• PAGE EXCERPT
· · · · · · ·

    Likewise, subword tokenization is a dominant tokenization method for LLMs. As the name suggests, tokens obtained via this method can be smaller than an entire word, often word roots, prefixes, and suffixes as described above.

    How tokenization plays into LLMs

    LLMs are designed with a certain vocabulary size in mind. This determines the number of tokens it can register in its vocabulary. Before an LLM reads data, an algorithm called a tokenizer breaks the word down into tokens. The tokenizer is trained to generate a token vocabulary of a specified size that fits the data it expects to read well. In case the LLM encounters unexpected text that might not fit word or even subword tokens (such as misspelled words), byte tokens are often added to the vocabulary as well, so that the data is still able to be tokenized. These tokens represent a single byte of data – quite the granular division!

    Since an LLM’s vocabulary is fixed after the tokenizer is trained, each token is assigned a unique numerical token ID. When text is broken down into tokens, those tokens are represented by their IDs. Next, LLMs maintain an embedding matrix that maps each token ID to its corresponding token embedding – an embedding that solely represents that token. This way, tokens can be quickly converted into token embeddings for the LLM to use.

  • If you’re unfamiliar with how Large Language Models (LLMs) – such as those behind chatbots like ChatGPT – work, you may wonder how they can seemingly understand what you’re saying. More impressively, even if you don’t convey your intentions very well, they can often pick up on what you want to say!

    Behind these feats lie embeddings, a method by which LLMs can capture the meaning behind text.

    Embeddings?

    An embedding is just a vector – an ordered list of numbers. Each embedding is quite large, on the scale of hundreds and even thousands of numbers. Each embedding vector is able to store a specific semantic meaning – in other words, what the text actually represents. For instance, the word “log” can have multiple meanings depending on the context – a fallen tree, a record of events, or the mathematical function. If we use an embedding to store the meaning of “log”, it will have different values depending on the surrounding context (I’ll explain how identifying the surrounding context works later).

    How do embeddings work?

    For now, let’s imagine that an embedding captures the meaning of a single word.

    Since each embedding is a vector of say – length ‘N’ – we could say that it represents a point in N-dimensional space. As an analogy, a vector containing 2 numbers could identify a point on a piece of paper, and a vector containing 3 numbers could pinpoint a location in 3-D space.

    Embeddings group words with similar semantic meaning close to each other, and the more dissimilar the words are, the farther away from each other they get. Remarkably, embeddings have been shown to capture the meanings of more abstract concepts via specific directions. Here’s a famous example. In the embedding model Word2Vec, the vectors for “king” – “man” roughly equal the result of “queen” – “woman”. This shows that the idea of “monarchy” is captured via a particular direction in N-dimensional space!

    How are embeddings made?

    It may still feel eerily magical that such a system can be created for something as complex as human language. Embeddings are made via an embedding model/layer, generally a specialized neural network that’s been trained to produce embeddings that accurately capture semantic meaning. This is often done via contrastive learning, a method that teaches the model the similarity and dissimilarity between words.

    More on embeddings

    While we’ve been discussing embeddings in the context of individual words, they can capture the meaning of sentences, paragraphs, and even whole documents! This ties into the idea of capturing the meaning of a word while taking into account the surrounding context. This concept lies at the heart of LLMs, done via a mechanism called attention. Attention allows an LLM to imbue the meaning of relevant portions of text into an embedding, allowing it to capture richer semantic meaning. It’s a rather complex topic, so I won’t get into it in this post.
· · · · · · ·
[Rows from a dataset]
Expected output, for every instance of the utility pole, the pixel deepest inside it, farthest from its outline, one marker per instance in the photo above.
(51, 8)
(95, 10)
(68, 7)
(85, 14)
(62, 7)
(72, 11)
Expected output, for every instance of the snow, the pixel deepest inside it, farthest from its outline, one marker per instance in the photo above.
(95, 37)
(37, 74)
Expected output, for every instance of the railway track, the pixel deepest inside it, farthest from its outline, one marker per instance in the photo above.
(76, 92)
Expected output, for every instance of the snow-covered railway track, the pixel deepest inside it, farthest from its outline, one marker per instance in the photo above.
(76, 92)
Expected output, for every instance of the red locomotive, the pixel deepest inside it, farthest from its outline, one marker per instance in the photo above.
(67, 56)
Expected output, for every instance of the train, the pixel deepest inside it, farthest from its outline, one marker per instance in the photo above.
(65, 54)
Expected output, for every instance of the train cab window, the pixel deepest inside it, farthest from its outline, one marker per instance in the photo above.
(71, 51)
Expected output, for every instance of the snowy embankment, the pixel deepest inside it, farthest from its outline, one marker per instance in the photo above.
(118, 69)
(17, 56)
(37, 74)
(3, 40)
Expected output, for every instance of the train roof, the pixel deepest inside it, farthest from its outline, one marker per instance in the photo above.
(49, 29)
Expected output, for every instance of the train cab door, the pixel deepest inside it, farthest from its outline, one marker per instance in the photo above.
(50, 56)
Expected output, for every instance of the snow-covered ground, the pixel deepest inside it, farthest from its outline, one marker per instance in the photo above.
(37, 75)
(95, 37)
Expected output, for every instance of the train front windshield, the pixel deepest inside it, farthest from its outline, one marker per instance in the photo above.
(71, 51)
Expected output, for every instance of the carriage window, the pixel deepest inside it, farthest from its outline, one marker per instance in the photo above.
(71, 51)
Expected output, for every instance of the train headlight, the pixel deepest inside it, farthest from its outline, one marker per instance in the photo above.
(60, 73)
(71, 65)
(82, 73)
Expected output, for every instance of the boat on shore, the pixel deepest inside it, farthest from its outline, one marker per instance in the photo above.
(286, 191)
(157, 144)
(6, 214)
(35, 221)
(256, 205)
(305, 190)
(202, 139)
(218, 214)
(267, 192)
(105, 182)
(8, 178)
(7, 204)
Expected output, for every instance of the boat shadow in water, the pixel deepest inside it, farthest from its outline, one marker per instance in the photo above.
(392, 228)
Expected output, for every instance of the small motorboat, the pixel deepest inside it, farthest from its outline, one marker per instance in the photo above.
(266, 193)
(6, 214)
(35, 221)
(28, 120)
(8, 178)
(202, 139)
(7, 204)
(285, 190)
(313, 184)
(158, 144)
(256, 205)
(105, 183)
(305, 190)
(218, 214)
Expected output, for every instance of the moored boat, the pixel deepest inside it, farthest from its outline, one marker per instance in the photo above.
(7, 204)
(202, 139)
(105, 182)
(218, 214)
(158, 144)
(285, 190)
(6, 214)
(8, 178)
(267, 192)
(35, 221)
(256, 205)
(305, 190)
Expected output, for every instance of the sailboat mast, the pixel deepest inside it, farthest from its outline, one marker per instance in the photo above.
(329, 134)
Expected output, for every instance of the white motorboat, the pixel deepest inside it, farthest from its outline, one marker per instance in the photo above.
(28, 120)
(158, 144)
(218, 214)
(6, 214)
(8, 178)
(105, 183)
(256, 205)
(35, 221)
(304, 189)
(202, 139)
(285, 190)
· · · · · · ·
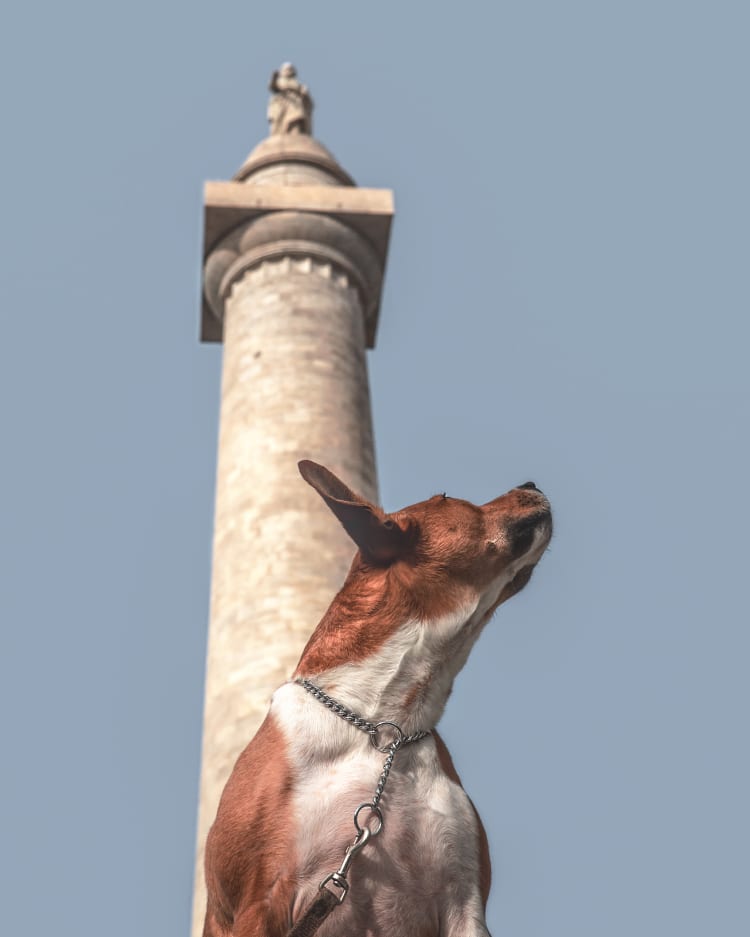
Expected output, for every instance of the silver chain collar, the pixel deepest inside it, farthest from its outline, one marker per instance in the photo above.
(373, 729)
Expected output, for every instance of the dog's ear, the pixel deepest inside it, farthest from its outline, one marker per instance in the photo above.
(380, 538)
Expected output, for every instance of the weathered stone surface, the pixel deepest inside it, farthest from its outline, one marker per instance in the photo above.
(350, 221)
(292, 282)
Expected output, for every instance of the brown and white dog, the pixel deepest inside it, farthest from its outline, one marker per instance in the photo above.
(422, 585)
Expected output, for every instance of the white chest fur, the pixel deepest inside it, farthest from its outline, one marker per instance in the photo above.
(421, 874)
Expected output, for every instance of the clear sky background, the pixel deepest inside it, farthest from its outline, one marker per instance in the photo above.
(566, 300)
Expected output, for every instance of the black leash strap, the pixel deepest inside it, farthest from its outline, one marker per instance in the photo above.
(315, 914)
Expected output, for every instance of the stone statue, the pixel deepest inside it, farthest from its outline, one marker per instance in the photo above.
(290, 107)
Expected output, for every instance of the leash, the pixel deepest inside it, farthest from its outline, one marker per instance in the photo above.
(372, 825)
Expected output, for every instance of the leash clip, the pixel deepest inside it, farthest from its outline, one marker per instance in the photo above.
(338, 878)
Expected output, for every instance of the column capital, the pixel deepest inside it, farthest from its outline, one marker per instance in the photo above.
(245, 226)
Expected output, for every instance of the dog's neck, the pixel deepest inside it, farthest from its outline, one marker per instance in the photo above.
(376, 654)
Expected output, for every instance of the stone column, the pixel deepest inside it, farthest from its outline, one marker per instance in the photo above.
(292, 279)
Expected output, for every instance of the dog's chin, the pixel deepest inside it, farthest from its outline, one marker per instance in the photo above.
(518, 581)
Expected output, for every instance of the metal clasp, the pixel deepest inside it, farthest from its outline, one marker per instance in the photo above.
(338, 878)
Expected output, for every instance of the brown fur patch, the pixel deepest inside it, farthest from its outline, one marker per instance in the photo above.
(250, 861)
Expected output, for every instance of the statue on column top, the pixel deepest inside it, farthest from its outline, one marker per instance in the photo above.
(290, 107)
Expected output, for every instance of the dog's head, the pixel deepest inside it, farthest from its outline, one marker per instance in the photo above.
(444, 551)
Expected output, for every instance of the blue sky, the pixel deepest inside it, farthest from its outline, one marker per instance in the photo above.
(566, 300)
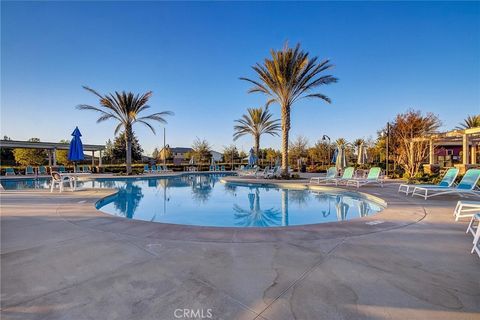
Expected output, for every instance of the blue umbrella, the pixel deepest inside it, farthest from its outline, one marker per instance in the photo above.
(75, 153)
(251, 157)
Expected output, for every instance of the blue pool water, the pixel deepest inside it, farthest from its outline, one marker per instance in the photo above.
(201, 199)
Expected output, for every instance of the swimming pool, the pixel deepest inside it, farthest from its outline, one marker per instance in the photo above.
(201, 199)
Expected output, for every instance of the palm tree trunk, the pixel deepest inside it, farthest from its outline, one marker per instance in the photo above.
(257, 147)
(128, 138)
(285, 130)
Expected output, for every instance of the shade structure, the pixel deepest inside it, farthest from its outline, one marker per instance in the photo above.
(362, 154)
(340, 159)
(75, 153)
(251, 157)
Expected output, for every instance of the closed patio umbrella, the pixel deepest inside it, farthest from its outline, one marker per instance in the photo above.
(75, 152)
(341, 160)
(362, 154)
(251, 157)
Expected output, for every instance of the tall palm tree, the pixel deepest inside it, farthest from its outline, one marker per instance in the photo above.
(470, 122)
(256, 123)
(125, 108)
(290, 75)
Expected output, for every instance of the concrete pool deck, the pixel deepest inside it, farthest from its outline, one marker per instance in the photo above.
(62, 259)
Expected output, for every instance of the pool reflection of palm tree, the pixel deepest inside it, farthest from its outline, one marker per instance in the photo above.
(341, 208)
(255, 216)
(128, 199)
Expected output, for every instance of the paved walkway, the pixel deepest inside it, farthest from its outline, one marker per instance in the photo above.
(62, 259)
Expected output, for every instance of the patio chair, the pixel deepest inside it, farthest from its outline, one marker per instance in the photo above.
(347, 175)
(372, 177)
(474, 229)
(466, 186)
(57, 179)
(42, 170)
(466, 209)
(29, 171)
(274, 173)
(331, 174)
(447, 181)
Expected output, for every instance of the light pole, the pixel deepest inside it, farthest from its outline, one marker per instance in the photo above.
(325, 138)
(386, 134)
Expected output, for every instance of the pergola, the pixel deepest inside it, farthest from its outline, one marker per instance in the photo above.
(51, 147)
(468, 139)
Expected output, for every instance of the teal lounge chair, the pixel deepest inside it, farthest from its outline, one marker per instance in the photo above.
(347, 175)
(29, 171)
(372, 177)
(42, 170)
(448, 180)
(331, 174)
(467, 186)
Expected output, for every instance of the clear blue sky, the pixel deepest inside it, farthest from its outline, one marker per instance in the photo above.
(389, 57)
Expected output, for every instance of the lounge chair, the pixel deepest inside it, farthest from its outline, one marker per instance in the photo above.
· · · · · · ·
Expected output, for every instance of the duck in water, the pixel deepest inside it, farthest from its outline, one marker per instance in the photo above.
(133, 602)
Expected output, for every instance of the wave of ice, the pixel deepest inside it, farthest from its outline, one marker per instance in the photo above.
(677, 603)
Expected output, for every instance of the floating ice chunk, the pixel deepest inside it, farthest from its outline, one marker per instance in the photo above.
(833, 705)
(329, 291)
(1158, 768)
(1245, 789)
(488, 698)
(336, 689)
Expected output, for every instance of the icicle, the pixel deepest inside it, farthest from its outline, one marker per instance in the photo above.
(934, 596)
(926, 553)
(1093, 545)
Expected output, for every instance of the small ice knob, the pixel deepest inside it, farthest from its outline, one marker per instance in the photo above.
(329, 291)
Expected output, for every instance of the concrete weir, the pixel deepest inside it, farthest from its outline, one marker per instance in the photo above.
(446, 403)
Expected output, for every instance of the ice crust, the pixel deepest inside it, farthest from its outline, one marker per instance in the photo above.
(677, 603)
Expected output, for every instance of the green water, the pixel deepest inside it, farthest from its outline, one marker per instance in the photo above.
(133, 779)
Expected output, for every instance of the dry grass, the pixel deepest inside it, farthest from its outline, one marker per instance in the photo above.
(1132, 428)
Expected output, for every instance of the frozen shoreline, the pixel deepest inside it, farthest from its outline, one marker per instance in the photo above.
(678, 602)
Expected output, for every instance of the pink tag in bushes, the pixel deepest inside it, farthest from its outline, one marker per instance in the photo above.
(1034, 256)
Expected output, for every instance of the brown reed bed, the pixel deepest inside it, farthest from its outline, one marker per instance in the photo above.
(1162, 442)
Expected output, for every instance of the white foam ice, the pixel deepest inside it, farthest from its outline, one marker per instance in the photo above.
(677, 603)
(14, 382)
· · · · · · ·
• ACTIVITIES
- 1) Repeat word for word the part of the embeddings excerpt starting with "Embeddings?" and going on through "context works later).".
- 2) Translate this sentence from the embeddings excerpt into French: "LLMs are designed with a certain vocabulary size in mind."
These rows were drawn from a separate source.

• SOLVED TASKS
- 1)
Embeddings?

    An embedding is just a vector – an ordered list of numbers. Each embedding is quite large, on the scale of hundreds and even thousands of numbers. Each embedding vector is able to store a specific semantic meaning – in other words, what the text actually represents. For instance, the word “log” can have multiple meanings depending on the context – a fallen tree, a record of events, or the mathematical function. If we use an embedding to store the meaning of “log”, it will have different values depending on the surrounding context (I’ll explain how identifying the surrounding context works later).

- 2) Les LLM sont conçus en tenant compte d'une certaine taille de vocabulaire.